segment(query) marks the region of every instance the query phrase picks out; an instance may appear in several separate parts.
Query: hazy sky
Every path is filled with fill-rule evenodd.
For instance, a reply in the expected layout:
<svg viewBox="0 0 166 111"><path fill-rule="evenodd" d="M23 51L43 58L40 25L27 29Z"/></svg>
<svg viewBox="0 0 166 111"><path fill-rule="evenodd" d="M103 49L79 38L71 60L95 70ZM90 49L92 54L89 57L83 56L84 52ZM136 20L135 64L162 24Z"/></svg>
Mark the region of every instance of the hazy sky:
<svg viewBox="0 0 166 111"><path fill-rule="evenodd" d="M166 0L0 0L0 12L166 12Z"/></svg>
———
INSTRUCTIONS FOR THE TASK => Retype, exactly as written, each line from the one that has "For instance, a" to the bottom of the entries above, and include both of those lines.

RESPONSE TO THE TASK =>
For instance, a reply in the expected layout:
<svg viewBox="0 0 166 111"><path fill-rule="evenodd" d="M23 51L43 58L40 25L27 29Z"/></svg>
<svg viewBox="0 0 166 111"><path fill-rule="evenodd" d="M103 49L79 38L71 60L95 70ZM90 49L92 54L89 57L83 56L84 52ZM136 20L135 64L162 24Z"/></svg>
Mark the region of every instance of the hazy sky:
<svg viewBox="0 0 166 111"><path fill-rule="evenodd" d="M166 0L0 0L0 12L166 12Z"/></svg>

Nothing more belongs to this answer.